>> START Input

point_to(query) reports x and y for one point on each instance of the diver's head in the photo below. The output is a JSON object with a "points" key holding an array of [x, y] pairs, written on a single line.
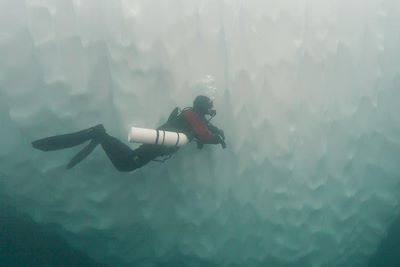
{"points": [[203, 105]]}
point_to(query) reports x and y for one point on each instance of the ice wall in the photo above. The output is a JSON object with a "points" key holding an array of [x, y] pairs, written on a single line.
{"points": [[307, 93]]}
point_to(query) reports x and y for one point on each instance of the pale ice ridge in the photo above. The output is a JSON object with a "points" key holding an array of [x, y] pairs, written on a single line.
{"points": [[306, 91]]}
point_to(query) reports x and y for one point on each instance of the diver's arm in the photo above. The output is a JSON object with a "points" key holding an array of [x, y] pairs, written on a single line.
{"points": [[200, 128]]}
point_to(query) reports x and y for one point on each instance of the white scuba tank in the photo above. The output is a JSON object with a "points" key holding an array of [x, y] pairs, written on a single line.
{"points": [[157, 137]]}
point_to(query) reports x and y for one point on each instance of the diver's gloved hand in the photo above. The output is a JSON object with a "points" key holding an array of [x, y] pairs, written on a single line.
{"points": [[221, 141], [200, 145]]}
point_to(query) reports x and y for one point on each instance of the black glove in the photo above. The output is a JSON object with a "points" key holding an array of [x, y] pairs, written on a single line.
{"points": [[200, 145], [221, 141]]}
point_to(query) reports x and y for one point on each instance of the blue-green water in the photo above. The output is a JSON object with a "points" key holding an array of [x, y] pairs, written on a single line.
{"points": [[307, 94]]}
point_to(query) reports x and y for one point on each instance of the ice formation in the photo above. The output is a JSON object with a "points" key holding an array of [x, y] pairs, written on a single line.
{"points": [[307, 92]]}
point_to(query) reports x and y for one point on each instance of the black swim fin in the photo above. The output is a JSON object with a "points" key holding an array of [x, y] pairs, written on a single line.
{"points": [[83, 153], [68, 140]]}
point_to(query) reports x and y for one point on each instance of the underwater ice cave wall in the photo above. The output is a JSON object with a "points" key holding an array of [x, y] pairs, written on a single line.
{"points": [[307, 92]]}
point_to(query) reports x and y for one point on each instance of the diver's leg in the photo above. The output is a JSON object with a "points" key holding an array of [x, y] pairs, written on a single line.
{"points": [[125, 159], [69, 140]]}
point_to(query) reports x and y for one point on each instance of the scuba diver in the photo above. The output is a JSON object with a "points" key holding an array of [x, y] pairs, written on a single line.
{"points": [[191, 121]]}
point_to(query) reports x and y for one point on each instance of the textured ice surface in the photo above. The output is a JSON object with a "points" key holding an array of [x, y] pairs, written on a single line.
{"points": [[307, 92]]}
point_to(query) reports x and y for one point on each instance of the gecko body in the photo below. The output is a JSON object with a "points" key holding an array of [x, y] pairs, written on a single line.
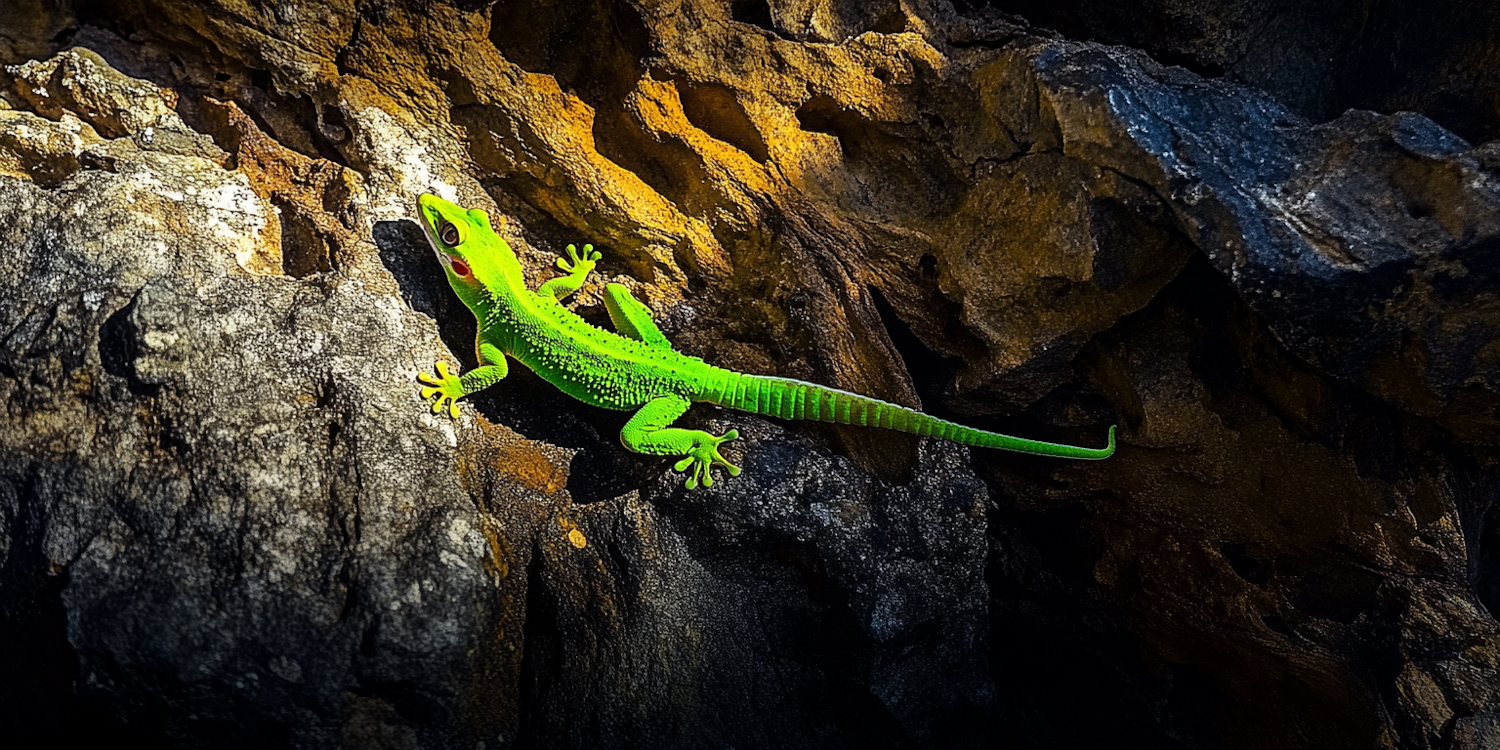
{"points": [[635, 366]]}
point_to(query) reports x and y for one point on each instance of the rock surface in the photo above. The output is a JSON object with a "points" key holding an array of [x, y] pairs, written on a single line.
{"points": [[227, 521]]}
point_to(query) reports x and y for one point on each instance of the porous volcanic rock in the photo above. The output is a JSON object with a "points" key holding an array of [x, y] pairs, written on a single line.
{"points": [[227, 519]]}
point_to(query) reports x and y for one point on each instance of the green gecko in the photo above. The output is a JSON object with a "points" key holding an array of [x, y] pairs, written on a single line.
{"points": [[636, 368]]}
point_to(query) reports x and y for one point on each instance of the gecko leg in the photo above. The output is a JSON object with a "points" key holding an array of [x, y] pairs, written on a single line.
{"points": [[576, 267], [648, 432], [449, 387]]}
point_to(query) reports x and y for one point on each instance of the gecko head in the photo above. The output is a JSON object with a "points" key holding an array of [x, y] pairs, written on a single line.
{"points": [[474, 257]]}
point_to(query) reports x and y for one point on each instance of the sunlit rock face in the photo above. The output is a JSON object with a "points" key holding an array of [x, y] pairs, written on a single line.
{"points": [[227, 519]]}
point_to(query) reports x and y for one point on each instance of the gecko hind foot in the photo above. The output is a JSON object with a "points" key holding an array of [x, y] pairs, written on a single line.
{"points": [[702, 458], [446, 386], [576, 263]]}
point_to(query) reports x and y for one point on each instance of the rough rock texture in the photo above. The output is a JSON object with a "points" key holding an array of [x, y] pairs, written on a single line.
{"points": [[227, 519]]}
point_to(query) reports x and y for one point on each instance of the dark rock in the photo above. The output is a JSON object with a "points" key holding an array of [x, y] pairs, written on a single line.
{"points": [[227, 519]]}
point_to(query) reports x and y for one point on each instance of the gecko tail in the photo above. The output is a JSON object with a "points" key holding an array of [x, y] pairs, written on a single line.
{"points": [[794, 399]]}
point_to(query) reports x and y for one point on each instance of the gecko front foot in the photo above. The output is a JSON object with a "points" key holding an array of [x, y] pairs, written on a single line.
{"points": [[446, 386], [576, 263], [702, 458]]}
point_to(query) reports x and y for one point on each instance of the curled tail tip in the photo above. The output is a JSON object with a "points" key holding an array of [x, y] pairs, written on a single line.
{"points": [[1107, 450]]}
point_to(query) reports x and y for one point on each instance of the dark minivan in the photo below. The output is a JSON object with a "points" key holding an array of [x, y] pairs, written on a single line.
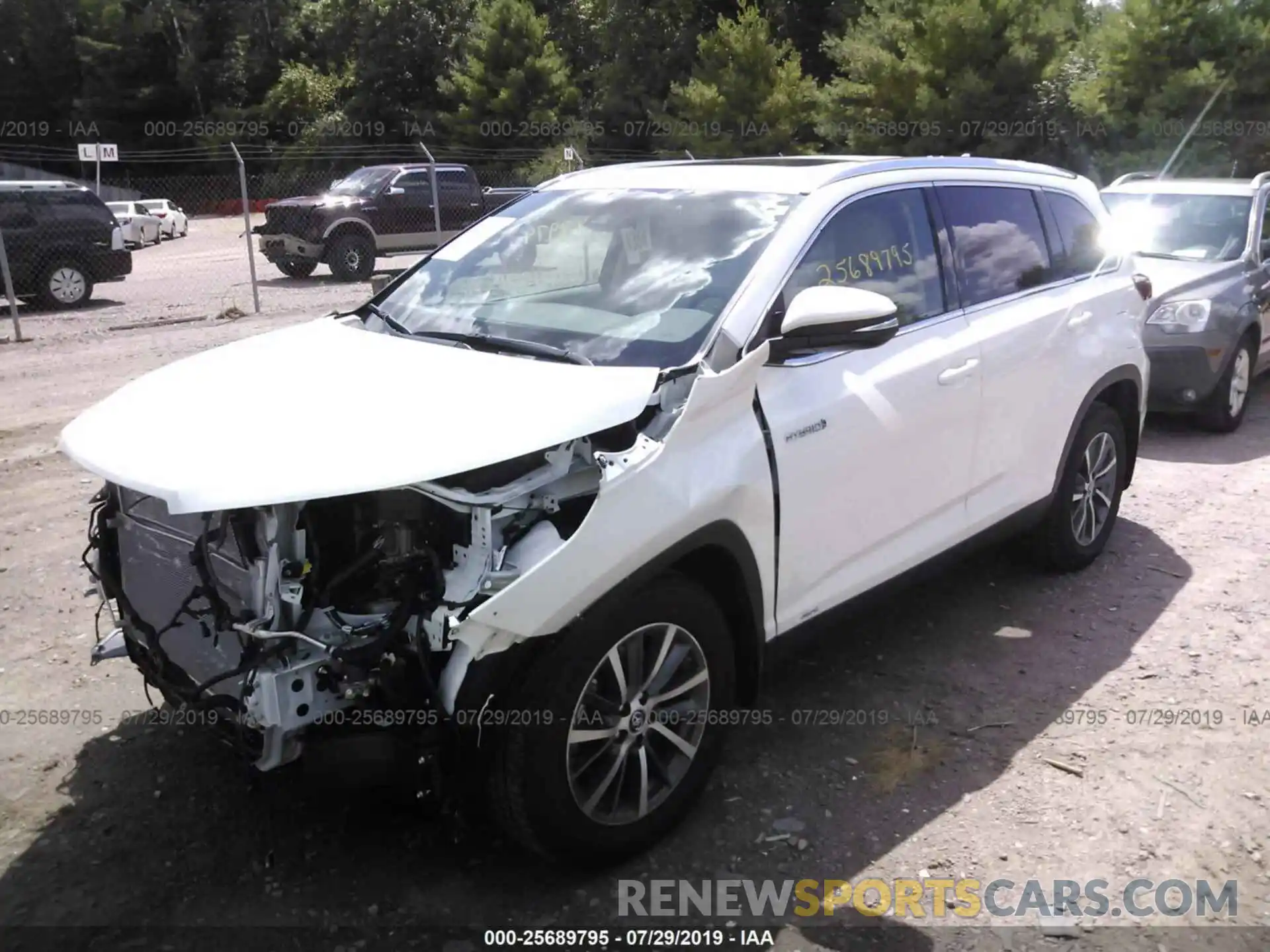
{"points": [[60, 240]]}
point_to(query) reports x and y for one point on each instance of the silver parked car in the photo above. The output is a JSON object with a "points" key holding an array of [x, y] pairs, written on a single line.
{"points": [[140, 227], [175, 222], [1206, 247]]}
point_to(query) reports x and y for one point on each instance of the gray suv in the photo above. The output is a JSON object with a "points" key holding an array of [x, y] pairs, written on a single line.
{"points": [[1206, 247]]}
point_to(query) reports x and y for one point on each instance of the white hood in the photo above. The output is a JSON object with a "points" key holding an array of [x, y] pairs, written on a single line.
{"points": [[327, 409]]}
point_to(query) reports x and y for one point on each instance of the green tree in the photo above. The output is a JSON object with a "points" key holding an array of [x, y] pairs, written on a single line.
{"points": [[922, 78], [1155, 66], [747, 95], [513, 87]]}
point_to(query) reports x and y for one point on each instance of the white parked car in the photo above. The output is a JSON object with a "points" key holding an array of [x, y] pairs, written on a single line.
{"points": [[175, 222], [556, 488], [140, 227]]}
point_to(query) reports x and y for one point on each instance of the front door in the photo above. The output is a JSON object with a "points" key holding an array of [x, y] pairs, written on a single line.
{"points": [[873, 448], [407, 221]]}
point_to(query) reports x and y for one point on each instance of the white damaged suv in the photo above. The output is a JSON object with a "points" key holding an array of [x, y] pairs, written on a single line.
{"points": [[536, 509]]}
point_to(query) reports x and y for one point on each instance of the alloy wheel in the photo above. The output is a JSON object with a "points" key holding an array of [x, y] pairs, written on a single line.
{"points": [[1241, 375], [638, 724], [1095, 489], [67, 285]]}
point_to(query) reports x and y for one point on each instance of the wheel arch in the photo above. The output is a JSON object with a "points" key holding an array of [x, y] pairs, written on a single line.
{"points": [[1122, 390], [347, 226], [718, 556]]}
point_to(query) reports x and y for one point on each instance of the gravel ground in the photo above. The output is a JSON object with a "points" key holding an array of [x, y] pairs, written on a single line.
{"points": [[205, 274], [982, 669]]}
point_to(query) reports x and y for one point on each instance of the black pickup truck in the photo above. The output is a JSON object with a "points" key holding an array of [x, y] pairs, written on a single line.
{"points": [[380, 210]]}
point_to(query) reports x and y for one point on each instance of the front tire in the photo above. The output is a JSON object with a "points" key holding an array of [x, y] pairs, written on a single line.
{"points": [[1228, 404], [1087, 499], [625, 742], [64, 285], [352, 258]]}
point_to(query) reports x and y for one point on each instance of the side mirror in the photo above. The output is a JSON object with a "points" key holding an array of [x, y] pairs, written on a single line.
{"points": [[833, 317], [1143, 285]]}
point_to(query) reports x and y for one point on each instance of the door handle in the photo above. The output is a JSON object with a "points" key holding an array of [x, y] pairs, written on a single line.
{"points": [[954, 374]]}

>> END Input

What you should do: Write out only the final block of lines, starting at the line with "the black pickup" and running to the end of the material.

Correct answer:
point_to(query) reports x and y for one point on each instance of the black pickup truck in the photo above. The output is a JSON object with a "points" key holding an array of [x, y] pairs, written on a single line.
{"points": [[380, 210]]}
point_to(query) reports x and y for one point on each instance of the front tire in the photo above. The output is a JSON object with a "points" key holding an array of [x, y] pairs, written on a single line.
{"points": [[1228, 404], [1087, 499], [625, 742], [64, 285], [352, 258]]}
point_to(query) reports x and y for one point on each instance of the side mirror in the photo above. The output is a JSON object with a "points" key holding an array of [x, y] pairs, written on a single line.
{"points": [[833, 317], [1143, 285]]}
point_to(query) reports x and y for one point on each instance of the door handle in the photo above. The output is a JSON object with a "points" key holding an array of [x, y] pairs, written on a single line.
{"points": [[954, 374]]}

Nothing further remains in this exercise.